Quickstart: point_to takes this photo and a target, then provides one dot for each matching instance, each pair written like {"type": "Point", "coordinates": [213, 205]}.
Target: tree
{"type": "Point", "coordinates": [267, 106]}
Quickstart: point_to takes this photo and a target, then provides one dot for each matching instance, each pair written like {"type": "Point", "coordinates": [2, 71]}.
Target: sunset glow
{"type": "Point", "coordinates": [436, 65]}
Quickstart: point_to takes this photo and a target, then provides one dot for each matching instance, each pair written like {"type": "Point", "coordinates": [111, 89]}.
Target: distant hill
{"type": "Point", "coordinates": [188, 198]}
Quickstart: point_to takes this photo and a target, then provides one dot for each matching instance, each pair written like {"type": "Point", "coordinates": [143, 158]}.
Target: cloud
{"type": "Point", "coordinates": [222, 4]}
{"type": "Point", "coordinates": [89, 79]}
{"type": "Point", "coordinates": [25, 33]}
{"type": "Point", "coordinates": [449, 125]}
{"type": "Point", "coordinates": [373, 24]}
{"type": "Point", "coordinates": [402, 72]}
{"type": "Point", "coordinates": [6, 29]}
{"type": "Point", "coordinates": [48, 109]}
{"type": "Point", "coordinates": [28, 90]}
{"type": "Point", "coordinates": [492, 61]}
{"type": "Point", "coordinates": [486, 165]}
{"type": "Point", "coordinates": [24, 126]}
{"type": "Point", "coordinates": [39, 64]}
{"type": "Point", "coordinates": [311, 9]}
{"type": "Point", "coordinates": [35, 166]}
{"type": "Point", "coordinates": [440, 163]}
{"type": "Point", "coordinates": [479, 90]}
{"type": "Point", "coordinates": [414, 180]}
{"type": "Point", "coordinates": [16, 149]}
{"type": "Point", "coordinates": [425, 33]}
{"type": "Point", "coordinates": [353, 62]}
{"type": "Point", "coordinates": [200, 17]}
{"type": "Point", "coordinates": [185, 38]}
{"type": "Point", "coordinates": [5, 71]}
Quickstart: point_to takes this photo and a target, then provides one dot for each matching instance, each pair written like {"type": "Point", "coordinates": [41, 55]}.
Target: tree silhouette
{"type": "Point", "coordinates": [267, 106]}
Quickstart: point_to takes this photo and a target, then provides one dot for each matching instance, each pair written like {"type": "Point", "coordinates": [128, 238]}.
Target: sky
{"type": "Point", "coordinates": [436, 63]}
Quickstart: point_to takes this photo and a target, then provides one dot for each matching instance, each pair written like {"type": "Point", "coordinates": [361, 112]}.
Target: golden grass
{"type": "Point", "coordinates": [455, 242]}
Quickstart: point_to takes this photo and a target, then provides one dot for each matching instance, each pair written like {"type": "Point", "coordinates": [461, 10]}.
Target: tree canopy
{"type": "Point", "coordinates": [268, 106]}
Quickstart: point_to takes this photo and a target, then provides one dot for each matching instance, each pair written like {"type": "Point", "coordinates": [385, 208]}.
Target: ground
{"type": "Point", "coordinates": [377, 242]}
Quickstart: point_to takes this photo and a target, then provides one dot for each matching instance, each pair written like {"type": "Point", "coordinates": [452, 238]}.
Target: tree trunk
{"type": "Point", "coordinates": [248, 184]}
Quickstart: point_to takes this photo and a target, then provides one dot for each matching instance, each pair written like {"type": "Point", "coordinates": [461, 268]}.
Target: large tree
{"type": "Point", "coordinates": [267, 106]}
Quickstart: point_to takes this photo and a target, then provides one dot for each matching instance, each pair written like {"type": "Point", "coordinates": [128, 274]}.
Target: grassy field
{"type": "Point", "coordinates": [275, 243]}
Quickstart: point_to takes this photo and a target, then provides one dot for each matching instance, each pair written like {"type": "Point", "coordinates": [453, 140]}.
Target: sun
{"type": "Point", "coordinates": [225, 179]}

# WHAT YOU WILL DO:
From the records above, extract everything verbatim.

# THE REPLY:
Quickstart: point_to takes this photo and a target, then provides one dot for each matching instance, each pair written like {"type": "Point", "coordinates": [213, 205]}.
Target: tree
{"type": "Point", "coordinates": [267, 106]}
Quickstart: point_to takes this photo and a target, then provides one dot for each matching instance, each pair written like {"type": "Point", "coordinates": [2, 71]}.
Target: sunset glow
{"type": "Point", "coordinates": [436, 65]}
Quickstart: point_to takes this photo and a target, then provides one dot for each matching instance, each pair written like {"type": "Point", "coordinates": [111, 89]}.
Target: distant hill
{"type": "Point", "coordinates": [188, 198]}
Quickstart: point_to takes this photo and a target, then provides one dot for each matching instance, each pair written like {"type": "Point", "coordinates": [143, 158]}.
Target: cloud
{"type": "Point", "coordinates": [222, 4]}
{"type": "Point", "coordinates": [89, 79]}
{"type": "Point", "coordinates": [25, 33]}
{"type": "Point", "coordinates": [449, 125]}
{"type": "Point", "coordinates": [373, 24]}
{"type": "Point", "coordinates": [402, 72]}
{"type": "Point", "coordinates": [6, 29]}
{"type": "Point", "coordinates": [48, 109]}
{"type": "Point", "coordinates": [28, 90]}
{"type": "Point", "coordinates": [492, 61]}
{"type": "Point", "coordinates": [486, 165]}
{"type": "Point", "coordinates": [24, 126]}
{"type": "Point", "coordinates": [39, 64]}
{"type": "Point", "coordinates": [311, 9]}
{"type": "Point", "coordinates": [35, 166]}
{"type": "Point", "coordinates": [440, 163]}
{"type": "Point", "coordinates": [479, 90]}
{"type": "Point", "coordinates": [414, 180]}
{"type": "Point", "coordinates": [16, 149]}
{"type": "Point", "coordinates": [425, 33]}
{"type": "Point", "coordinates": [353, 62]}
{"type": "Point", "coordinates": [200, 17]}
{"type": "Point", "coordinates": [185, 38]}
{"type": "Point", "coordinates": [5, 71]}
Quickstart: point_to takes this photo and a target, then provides one dot for each matching instance, each pair written like {"type": "Point", "coordinates": [41, 55]}.
Target: tree silhouette
{"type": "Point", "coordinates": [267, 106]}
Quickstart: point_to takes this photo and a target, then provides one dot for each matching instance, each pair written like {"type": "Point", "coordinates": [128, 238]}.
Target: sky
{"type": "Point", "coordinates": [436, 63]}
Quickstart: point_to takes this photo and a target, then provides one dot for each matching instance, each pair written like {"type": "Point", "coordinates": [361, 112]}.
Target: golden grass
{"type": "Point", "coordinates": [455, 242]}
Quickstart: point_to takes this photo and a target, then provides one dot for each matching instance, each pair written like {"type": "Point", "coordinates": [461, 10]}.
Target: tree canopy
{"type": "Point", "coordinates": [268, 106]}
Quickstart: point_to takes this photo and a target, then provides one dot for each matching instance, each pair written like {"type": "Point", "coordinates": [385, 208]}.
Target: ground
{"type": "Point", "coordinates": [377, 242]}
Quickstart: point_to takes this photo and a target, then provides one dot for each matching instance, each pair written like {"type": "Point", "coordinates": [452, 238]}.
Target: tree trunk
{"type": "Point", "coordinates": [248, 184]}
Quickstart: point_to takes this photo and a target, then provides one dot for each matching instance, each pair written like {"type": "Point", "coordinates": [461, 268]}.
Target: large tree
{"type": "Point", "coordinates": [267, 106]}
Quickstart: point_to takes this photo and a target, then provides one dot for each matching instance, each pair written like {"type": "Point", "coordinates": [128, 274]}.
Target: grassy field
{"type": "Point", "coordinates": [275, 243]}
Quickstart: point_to takes this photo and a target, then provides one dot for each matching instance, each pair written like {"type": "Point", "coordinates": [453, 140]}.
Target: sun
{"type": "Point", "coordinates": [225, 179]}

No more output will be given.